**EXERCISE TASK:**
Give the lines from the line with "Running a dermatology lesion detector. Mark the balcony" to the line with "[833,568,961,727]", both included, as a JSON list of strings with one string per line, leaving out any blank lines.

Items for bounding box labeling
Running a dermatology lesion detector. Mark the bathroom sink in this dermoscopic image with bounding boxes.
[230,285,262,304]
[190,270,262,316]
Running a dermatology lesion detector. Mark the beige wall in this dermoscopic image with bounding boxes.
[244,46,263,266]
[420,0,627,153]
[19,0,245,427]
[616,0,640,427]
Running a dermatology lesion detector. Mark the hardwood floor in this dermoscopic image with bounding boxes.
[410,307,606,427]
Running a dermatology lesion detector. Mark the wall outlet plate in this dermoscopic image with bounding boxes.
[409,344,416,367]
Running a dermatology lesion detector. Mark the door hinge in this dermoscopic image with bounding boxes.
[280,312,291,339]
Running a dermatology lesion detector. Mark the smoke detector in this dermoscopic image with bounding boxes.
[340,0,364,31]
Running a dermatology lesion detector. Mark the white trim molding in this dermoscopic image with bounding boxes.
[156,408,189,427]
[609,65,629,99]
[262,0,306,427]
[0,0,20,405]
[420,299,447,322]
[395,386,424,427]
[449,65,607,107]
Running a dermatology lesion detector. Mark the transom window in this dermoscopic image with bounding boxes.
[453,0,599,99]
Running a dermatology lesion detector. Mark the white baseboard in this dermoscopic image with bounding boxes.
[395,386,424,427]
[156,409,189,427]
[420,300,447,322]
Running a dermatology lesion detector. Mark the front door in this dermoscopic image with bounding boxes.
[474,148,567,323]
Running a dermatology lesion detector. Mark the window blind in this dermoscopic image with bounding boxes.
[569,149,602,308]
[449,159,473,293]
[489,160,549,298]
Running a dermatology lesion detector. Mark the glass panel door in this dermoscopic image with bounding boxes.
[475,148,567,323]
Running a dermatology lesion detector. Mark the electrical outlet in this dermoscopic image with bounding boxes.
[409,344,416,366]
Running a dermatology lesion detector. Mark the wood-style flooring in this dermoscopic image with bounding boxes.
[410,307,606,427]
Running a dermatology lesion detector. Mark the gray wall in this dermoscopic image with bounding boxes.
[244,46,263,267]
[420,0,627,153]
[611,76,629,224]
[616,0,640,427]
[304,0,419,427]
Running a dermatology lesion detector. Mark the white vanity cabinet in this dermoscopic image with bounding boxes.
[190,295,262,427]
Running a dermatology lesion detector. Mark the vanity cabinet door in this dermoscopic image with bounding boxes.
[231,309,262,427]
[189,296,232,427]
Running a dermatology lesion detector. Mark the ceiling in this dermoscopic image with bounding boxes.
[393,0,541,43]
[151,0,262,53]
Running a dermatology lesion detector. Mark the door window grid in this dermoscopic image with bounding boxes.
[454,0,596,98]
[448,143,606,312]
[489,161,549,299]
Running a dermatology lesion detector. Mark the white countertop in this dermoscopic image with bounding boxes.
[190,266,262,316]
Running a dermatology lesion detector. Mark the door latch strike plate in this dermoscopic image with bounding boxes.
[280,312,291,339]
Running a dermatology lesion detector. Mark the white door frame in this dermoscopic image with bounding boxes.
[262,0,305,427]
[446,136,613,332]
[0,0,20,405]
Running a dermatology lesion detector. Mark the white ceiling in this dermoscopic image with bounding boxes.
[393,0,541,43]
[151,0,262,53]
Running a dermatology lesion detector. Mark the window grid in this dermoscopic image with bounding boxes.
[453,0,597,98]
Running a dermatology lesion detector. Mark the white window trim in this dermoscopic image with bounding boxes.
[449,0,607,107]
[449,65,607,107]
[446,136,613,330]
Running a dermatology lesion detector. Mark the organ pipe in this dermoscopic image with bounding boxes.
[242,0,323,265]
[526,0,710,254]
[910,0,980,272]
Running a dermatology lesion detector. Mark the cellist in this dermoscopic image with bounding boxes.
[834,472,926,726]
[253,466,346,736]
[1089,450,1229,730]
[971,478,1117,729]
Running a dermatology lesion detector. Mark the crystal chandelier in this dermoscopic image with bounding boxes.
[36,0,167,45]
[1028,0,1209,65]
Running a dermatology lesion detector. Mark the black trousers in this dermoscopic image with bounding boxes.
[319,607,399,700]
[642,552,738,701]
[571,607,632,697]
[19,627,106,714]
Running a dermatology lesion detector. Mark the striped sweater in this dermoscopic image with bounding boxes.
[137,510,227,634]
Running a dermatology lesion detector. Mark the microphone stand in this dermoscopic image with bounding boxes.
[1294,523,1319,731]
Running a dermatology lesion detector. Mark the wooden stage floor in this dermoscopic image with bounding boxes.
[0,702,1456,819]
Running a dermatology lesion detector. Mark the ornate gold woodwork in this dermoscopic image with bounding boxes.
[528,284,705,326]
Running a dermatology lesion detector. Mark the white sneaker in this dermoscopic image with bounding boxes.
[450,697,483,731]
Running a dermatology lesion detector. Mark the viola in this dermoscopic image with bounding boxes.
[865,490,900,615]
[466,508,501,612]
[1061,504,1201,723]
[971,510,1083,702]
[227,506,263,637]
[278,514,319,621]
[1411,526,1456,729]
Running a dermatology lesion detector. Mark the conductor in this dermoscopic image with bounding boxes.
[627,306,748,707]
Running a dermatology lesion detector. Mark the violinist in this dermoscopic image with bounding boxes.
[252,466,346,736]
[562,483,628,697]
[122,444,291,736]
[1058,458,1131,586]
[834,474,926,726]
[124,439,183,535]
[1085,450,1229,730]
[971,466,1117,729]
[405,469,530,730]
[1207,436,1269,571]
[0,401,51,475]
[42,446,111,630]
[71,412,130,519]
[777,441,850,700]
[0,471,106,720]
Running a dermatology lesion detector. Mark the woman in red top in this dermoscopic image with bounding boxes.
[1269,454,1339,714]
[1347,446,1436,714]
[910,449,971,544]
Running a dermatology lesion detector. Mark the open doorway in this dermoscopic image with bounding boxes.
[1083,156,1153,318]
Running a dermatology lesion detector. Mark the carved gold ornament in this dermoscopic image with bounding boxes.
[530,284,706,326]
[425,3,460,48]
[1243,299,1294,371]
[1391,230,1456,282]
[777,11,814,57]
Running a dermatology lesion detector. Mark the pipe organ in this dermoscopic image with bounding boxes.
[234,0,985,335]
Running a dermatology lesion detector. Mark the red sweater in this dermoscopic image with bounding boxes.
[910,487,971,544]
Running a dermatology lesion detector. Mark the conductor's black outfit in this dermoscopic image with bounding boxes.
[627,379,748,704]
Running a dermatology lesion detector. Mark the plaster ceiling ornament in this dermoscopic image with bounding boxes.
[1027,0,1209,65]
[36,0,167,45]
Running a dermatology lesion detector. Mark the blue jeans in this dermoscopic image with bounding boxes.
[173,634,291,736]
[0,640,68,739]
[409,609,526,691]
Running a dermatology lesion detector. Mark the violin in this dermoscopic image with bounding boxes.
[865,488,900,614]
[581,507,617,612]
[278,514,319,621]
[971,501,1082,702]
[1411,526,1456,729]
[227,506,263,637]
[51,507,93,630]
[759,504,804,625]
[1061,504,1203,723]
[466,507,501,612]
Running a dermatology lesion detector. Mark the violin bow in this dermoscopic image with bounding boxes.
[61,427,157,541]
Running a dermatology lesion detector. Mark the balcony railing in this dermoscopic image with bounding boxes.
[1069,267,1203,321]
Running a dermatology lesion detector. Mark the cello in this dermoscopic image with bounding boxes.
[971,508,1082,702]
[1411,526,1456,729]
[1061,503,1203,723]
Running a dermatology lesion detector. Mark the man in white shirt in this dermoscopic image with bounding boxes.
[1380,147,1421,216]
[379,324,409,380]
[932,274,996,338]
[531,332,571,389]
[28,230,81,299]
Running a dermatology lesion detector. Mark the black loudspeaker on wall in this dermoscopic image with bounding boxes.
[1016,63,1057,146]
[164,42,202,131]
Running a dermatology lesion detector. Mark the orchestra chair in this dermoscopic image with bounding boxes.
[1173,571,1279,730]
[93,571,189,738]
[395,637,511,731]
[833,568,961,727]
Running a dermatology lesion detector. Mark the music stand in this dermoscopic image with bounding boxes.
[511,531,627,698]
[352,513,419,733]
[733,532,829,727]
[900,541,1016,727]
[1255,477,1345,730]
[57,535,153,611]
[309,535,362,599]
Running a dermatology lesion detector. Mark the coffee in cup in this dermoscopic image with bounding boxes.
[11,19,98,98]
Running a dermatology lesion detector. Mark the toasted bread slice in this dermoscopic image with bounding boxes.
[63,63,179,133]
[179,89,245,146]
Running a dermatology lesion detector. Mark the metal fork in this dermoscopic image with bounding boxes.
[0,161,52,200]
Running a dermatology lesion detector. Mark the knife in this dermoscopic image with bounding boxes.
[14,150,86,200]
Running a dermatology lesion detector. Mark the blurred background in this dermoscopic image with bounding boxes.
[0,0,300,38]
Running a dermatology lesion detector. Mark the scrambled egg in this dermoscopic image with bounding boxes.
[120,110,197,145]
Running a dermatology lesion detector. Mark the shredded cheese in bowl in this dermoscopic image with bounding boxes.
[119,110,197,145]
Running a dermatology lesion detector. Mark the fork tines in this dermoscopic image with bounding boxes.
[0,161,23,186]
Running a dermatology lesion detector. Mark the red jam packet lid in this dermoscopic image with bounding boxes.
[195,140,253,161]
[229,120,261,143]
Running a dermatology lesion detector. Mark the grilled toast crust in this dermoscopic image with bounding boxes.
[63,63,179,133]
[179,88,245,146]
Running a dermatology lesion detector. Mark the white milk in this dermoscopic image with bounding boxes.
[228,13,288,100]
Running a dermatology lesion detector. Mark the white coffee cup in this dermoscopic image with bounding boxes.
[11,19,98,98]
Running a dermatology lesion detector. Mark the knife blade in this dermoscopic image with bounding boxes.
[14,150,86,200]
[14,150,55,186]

**EXERCISE RESPONSE:**
[
  "Running a dermatology lesion detector. Mark the balcony railing in this dermoscopic image with bounding boxes.",
  "[1069,267,1203,321]",
  "Running a dermatology lesion detector. Mark the cello in this dermoscopic image with bounding boxes.",
  "[971,508,1082,702]",
  "[1411,526,1456,729]",
  "[1061,503,1203,723]",
  "Running a dermatology lesion detector. Mark the man in white shirt in this dermoscopic image with bounding boxes.",
  "[1380,147,1421,216]",
  "[379,324,409,380]",
  "[932,274,996,338]",
  "[531,332,571,389]",
  "[28,230,81,299]",
  "Running a dermatology lesion detector. Mark the black loudspeaker on wall in this dermoscopic image with bounding boxes.",
  "[1016,63,1057,146]",
  "[164,42,202,131]",
  "Running a dermatology lesion detector. Mark the orchestra chair in this dermoscopic image with bounding boxes.",
  "[1173,571,1279,730]",
  "[93,571,189,738]",
  "[395,637,511,731]",
  "[833,568,961,727]"
]